Using the records below, copy out exactly the line that contains "Where can the stone" and every line that follows it, up to and including the last, and no others.

◆ ◆ ◆ ◆ ◆

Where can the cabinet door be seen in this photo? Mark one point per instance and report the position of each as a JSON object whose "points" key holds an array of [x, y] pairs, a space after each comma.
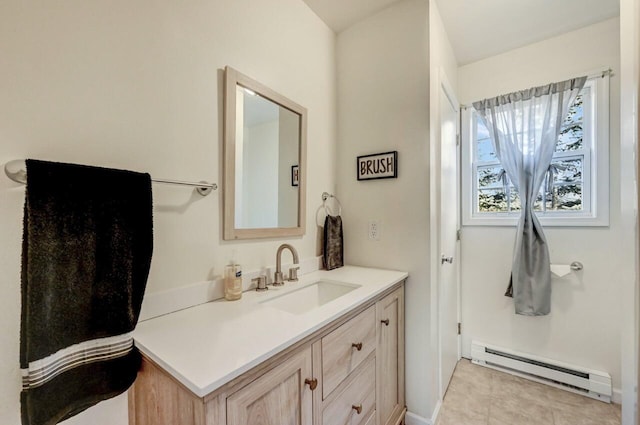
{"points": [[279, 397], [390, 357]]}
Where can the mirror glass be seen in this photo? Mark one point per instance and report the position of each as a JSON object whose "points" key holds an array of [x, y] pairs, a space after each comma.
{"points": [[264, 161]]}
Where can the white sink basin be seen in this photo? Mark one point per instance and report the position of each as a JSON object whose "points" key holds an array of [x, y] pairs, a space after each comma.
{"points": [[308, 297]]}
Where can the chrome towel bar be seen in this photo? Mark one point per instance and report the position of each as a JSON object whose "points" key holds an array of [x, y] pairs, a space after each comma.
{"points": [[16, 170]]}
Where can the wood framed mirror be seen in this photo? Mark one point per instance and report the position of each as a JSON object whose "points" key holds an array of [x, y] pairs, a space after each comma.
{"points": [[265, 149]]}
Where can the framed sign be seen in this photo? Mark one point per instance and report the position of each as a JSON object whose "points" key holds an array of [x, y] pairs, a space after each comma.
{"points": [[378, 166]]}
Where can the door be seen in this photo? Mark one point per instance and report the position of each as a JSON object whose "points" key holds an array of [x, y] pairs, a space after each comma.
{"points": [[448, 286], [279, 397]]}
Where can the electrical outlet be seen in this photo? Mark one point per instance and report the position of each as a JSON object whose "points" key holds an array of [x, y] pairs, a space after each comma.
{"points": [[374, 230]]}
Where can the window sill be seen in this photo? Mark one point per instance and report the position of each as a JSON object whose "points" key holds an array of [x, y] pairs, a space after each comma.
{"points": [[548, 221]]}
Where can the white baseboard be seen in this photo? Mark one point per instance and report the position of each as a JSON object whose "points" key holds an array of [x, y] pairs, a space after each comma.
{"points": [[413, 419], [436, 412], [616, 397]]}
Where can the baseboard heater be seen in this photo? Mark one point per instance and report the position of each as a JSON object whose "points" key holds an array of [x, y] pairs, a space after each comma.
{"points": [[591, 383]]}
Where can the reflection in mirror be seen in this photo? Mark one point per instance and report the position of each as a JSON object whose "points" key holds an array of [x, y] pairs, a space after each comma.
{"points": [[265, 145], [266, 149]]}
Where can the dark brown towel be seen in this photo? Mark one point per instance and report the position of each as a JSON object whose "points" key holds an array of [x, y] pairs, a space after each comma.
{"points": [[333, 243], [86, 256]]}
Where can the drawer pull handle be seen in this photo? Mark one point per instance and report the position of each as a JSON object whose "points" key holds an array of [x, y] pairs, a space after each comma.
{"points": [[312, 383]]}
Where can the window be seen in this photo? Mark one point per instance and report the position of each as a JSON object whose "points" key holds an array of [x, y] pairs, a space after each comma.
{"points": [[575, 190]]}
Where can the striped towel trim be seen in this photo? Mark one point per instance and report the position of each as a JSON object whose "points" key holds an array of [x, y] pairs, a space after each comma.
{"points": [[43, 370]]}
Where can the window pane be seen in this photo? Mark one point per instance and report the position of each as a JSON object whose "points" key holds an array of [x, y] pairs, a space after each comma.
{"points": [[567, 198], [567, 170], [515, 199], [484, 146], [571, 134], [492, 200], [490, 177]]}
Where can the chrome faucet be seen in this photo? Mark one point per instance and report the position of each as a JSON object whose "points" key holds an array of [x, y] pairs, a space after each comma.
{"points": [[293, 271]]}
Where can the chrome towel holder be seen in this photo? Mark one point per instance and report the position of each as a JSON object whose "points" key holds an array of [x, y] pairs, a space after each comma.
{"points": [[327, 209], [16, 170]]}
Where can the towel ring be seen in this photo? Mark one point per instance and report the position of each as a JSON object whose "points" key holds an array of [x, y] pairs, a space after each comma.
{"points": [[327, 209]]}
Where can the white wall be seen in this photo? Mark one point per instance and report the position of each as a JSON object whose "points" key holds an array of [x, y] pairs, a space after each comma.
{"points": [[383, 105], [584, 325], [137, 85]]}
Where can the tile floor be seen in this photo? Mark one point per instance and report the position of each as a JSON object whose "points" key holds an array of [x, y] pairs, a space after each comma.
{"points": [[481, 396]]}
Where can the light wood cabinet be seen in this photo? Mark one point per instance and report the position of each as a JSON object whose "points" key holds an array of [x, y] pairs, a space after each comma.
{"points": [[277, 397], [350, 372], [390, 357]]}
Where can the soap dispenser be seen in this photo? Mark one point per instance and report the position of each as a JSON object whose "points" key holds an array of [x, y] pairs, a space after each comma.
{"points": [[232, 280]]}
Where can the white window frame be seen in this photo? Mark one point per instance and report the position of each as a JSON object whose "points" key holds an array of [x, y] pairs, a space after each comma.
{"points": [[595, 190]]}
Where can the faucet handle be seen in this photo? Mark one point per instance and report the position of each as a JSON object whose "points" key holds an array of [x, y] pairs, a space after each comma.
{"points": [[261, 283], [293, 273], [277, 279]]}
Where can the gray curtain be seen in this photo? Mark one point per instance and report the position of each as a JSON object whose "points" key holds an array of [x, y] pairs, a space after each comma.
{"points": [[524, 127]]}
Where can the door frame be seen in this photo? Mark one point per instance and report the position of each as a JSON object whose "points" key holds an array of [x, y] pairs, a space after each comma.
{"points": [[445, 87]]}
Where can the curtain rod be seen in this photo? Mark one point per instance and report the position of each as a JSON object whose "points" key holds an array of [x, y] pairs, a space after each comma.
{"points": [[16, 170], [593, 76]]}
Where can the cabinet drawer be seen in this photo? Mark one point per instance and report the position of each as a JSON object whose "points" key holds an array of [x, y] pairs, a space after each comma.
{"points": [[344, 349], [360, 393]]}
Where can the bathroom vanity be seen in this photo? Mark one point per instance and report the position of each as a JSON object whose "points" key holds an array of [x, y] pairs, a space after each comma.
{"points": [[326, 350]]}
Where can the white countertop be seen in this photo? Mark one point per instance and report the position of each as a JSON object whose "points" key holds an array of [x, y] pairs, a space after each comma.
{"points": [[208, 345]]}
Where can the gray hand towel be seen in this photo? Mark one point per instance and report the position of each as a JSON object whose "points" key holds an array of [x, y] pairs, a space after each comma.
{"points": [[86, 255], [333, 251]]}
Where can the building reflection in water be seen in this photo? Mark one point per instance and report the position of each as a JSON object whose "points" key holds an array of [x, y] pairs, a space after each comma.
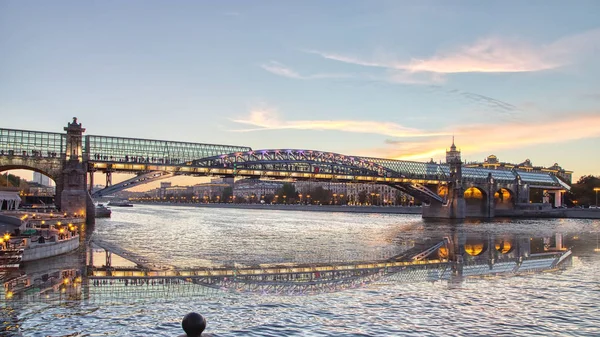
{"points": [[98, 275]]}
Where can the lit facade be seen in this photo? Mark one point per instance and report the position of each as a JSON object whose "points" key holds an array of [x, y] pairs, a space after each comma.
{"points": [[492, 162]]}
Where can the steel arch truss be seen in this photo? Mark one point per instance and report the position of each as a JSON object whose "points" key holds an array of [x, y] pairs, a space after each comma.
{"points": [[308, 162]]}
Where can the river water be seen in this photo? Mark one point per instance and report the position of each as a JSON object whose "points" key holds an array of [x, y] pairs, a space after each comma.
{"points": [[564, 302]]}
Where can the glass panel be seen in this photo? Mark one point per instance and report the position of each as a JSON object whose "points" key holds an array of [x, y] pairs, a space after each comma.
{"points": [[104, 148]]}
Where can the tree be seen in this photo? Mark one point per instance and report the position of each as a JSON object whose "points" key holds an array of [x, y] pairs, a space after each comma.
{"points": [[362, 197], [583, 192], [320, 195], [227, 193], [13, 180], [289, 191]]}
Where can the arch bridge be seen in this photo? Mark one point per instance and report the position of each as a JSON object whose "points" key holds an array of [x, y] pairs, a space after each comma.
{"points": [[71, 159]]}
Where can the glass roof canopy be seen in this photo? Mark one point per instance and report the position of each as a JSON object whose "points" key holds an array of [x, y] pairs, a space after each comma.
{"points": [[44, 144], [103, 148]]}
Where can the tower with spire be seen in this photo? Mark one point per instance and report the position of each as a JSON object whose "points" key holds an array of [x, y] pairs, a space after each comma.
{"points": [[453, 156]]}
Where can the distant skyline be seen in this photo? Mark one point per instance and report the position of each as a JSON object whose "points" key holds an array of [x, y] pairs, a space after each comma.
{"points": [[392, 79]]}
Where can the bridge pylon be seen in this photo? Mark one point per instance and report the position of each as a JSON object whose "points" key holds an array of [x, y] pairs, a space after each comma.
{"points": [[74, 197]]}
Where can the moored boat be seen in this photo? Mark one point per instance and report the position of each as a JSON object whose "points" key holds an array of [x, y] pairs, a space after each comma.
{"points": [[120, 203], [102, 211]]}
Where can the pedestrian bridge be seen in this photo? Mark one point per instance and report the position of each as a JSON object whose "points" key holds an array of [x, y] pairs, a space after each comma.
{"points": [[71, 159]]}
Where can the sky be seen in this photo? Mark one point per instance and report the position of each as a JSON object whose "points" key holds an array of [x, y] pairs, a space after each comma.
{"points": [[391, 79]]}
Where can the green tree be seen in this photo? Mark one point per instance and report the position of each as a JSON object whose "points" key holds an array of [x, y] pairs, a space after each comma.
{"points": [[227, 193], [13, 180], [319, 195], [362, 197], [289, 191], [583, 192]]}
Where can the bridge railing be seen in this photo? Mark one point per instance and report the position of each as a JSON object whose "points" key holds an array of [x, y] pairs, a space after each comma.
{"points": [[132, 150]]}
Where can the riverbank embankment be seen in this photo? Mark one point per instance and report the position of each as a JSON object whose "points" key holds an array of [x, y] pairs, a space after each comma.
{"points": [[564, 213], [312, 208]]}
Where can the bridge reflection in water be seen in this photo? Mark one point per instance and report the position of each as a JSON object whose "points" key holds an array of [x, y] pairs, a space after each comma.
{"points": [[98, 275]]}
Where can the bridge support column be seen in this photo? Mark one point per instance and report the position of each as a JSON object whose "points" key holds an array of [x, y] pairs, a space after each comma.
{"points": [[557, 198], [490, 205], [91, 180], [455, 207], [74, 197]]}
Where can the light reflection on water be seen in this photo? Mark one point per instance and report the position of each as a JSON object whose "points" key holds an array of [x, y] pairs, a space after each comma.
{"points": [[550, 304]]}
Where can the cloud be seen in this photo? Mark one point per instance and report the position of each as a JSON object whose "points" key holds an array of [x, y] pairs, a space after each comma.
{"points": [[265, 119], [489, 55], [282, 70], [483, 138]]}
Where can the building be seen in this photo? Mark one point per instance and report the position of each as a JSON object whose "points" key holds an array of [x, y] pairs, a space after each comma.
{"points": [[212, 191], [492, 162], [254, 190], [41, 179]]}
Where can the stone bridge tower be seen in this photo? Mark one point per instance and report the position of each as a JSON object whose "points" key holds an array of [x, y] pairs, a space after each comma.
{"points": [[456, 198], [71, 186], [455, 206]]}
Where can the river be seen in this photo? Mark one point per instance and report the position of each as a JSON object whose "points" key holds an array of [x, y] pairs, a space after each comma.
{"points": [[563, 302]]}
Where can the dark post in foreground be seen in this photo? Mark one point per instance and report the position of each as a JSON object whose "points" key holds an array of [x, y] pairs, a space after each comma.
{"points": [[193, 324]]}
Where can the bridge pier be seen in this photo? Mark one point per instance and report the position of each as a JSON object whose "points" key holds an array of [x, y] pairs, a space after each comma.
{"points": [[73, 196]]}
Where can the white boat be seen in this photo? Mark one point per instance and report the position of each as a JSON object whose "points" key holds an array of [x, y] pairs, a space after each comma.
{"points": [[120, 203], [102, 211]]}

◆ ◆ ◆ ◆ ◆

> _RIGHT ANSWER_
Where can the stone bridge tower be seen in this photo? Mark one point per instance and report the position of each as a JSON object whose "points" key holds an array of [x, y] pairs, a space after each comma.
{"points": [[456, 198], [71, 186], [455, 206]]}
Where can the river be seen in this photo? Mark one point per instance and report the position of each as a JSON object whose "points" key holds an array of [x, y] pairs, a space after each comma.
{"points": [[563, 302]]}
Where can the dark post in foreground be seen in this photo? Mark one point per instance and report the position of each as a JSON object whose "points" key holds an array of [x, y] pairs, a space after each comma.
{"points": [[193, 324]]}
Where can the bridge pier be seen in this photo? Mark one point per instance and report the position of each as a JSON object whose "points" key holds an array of [x, y] pairs, a space after each comma.
{"points": [[73, 196]]}
Where can the white boat be seen in this photo? Mark one point per instance and report the position of each as a JSON object whose "points" key holds an array of [x, y] pairs, a space after each comma.
{"points": [[120, 203], [102, 211]]}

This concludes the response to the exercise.